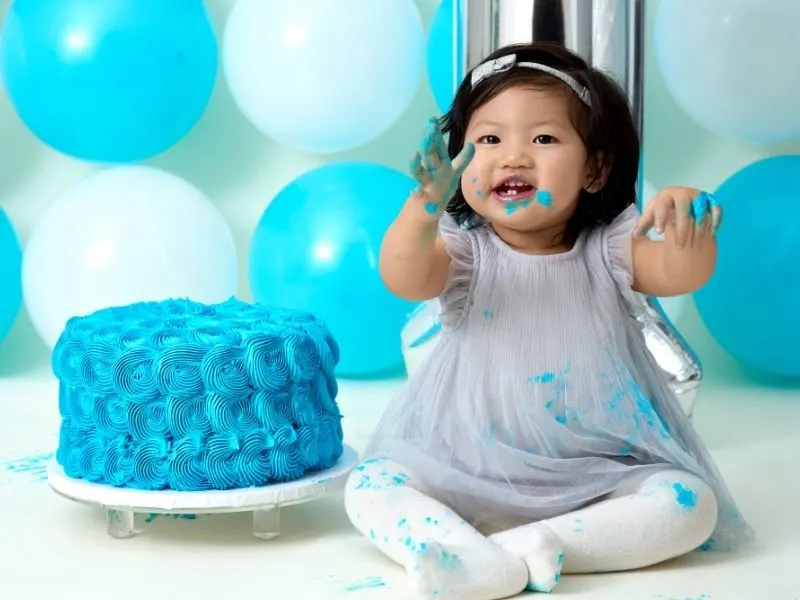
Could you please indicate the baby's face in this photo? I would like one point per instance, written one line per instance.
(530, 163)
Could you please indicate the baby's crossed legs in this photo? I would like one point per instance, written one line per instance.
(646, 521)
(445, 557)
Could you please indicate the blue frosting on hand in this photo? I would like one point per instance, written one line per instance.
(185, 396)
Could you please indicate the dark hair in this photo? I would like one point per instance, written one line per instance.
(607, 130)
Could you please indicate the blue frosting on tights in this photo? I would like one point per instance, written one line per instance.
(186, 396)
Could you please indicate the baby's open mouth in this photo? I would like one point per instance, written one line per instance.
(514, 189)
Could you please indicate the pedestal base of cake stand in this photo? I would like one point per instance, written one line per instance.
(122, 505)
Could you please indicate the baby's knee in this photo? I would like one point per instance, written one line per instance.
(690, 499)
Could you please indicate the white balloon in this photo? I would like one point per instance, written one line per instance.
(124, 235)
(731, 65)
(320, 75)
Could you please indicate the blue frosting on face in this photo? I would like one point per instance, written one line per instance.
(185, 396)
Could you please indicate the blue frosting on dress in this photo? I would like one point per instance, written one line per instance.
(181, 395)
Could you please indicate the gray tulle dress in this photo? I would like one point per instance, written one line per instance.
(541, 395)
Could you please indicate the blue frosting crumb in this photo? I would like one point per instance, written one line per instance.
(187, 396)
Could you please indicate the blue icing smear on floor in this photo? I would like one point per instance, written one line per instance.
(33, 467)
(365, 584)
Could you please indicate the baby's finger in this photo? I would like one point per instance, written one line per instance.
(441, 146)
(716, 219)
(645, 223)
(699, 208)
(430, 157)
(416, 169)
(462, 160)
(684, 223)
(663, 205)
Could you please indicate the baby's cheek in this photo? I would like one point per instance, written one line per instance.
(471, 186)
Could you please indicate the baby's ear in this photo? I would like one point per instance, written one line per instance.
(597, 171)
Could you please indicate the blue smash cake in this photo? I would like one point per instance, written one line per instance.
(179, 395)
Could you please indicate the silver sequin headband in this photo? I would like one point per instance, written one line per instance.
(504, 63)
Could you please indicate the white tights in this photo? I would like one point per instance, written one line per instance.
(644, 522)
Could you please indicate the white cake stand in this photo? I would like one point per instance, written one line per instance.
(121, 505)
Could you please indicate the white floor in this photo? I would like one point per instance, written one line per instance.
(53, 548)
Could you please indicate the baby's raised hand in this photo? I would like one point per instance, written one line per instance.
(693, 213)
(437, 175)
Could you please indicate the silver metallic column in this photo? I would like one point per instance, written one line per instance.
(608, 34)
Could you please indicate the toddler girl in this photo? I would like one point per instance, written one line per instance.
(541, 437)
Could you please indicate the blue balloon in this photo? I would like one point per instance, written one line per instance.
(444, 75)
(751, 305)
(10, 275)
(316, 249)
(117, 81)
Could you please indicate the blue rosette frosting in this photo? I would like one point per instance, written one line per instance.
(180, 395)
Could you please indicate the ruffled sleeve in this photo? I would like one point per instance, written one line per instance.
(616, 243)
(461, 248)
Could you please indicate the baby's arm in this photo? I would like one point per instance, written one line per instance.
(414, 262)
(413, 259)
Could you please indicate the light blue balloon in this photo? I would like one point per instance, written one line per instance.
(731, 66)
(109, 81)
(444, 73)
(751, 305)
(323, 76)
(316, 249)
(10, 275)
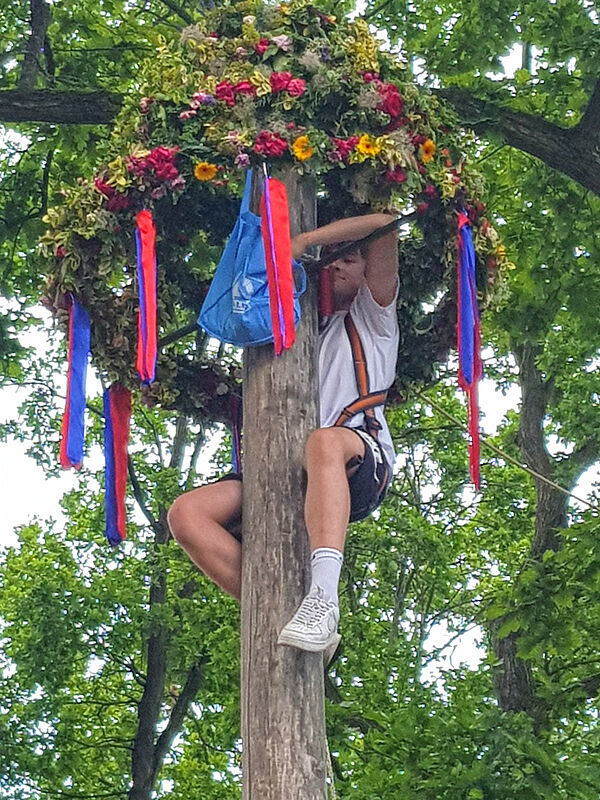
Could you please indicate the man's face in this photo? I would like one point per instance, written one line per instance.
(348, 275)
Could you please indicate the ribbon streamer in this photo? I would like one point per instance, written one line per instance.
(117, 410)
(145, 236)
(72, 426)
(469, 345)
(275, 229)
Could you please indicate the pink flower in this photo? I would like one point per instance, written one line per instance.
(270, 144)
(296, 87)
(283, 42)
(261, 46)
(145, 104)
(245, 87)
(279, 81)
(104, 188)
(224, 92)
(242, 160)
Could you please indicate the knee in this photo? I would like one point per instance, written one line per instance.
(178, 517)
(323, 444)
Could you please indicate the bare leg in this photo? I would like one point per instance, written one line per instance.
(199, 521)
(327, 504)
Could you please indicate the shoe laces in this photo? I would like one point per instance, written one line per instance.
(313, 608)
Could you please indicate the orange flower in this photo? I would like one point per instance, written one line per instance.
(368, 145)
(426, 151)
(302, 149)
(203, 171)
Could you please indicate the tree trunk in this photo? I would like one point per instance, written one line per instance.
(283, 728)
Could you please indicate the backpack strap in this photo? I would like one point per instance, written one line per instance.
(366, 401)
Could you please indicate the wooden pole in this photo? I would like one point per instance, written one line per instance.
(283, 725)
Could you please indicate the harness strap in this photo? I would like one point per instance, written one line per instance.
(366, 401)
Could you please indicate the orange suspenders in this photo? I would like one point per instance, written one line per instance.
(366, 401)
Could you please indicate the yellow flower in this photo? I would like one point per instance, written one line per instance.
(302, 149)
(368, 145)
(363, 50)
(263, 86)
(203, 171)
(426, 151)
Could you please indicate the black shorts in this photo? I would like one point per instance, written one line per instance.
(368, 485)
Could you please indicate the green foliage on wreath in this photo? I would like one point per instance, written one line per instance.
(288, 86)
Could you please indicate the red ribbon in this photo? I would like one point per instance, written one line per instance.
(117, 410)
(146, 273)
(275, 229)
(469, 339)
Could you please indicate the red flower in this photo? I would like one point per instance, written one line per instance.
(296, 87)
(396, 175)
(224, 92)
(279, 81)
(245, 87)
(261, 46)
(344, 146)
(270, 144)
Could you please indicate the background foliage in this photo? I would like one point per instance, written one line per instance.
(99, 647)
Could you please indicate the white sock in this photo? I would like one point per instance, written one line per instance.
(326, 564)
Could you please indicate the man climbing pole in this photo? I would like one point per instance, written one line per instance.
(348, 460)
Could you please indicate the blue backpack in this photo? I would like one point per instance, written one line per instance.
(236, 307)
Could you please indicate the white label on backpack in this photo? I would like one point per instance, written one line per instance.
(241, 294)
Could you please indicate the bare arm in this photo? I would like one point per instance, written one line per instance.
(382, 254)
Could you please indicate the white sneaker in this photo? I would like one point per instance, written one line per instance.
(314, 626)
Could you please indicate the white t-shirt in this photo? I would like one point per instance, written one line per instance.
(377, 327)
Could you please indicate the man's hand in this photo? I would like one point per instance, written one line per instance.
(299, 245)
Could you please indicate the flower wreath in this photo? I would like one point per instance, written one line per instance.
(247, 84)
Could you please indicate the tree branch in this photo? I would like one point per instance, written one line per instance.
(58, 107)
(180, 709)
(564, 149)
(179, 442)
(39, 21)
(139, 496)
(589, 124)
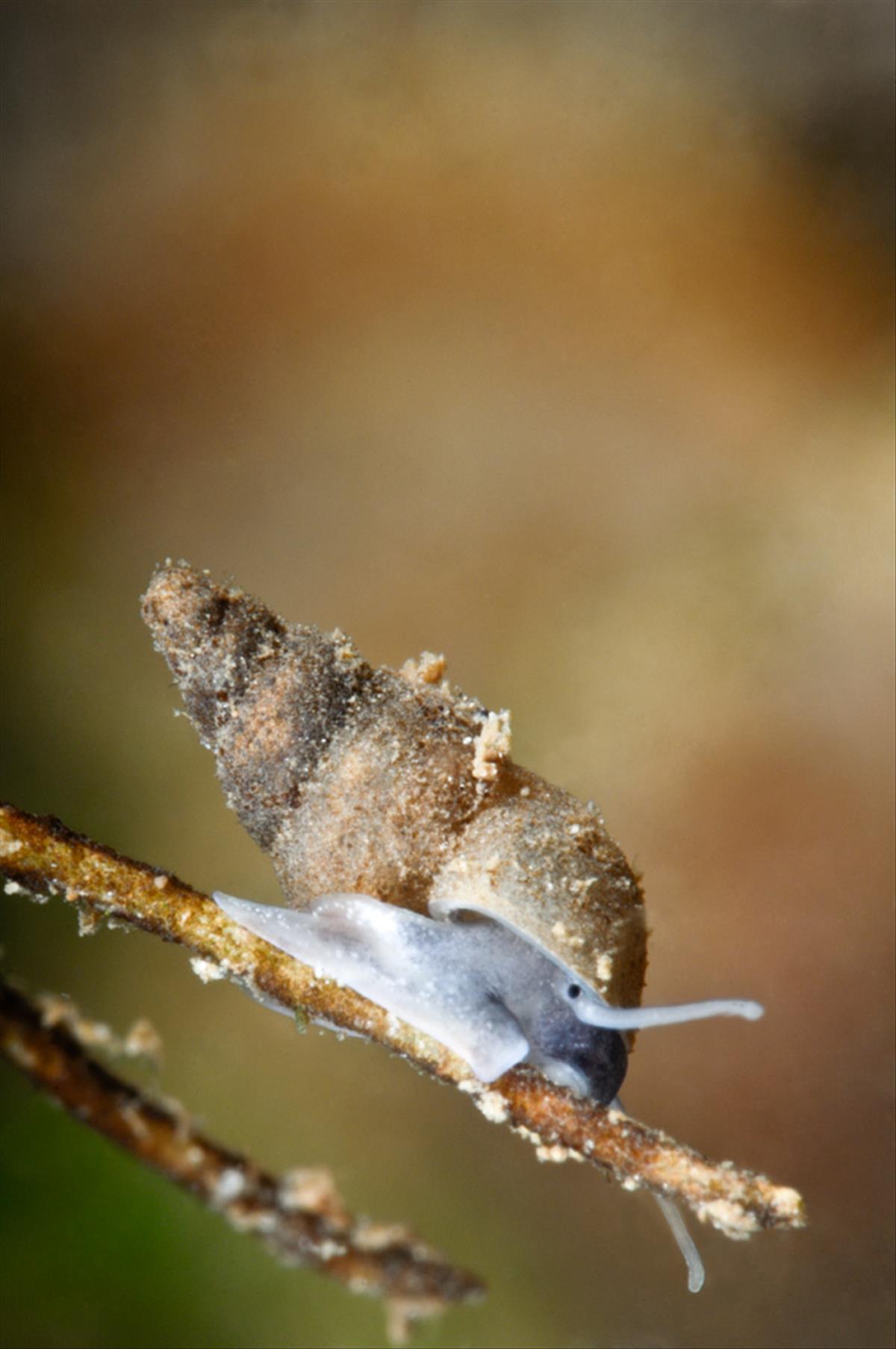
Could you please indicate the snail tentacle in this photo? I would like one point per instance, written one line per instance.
(640, 1019)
----------
**YOUR ASSIGNMENT**: For this exercise, write out exactly the lines from the one with "Could you please indicate the tree branch" through the last line of the records, inclusive, and leave each picture out.

**SOLUTION TO THIS EXERCISE**:
Could you please indicate the tree branch in this photo? I would like one point per instance, written one line per instance.
(58, 107)
(180, 709)
(564, 149)
(179, 442)
(39, 21)
(139, 496)
(589, 124)
Could you please indicate the snail tentacle in this photo? I would like one point per instance, written one line per instance.
(640, 1019)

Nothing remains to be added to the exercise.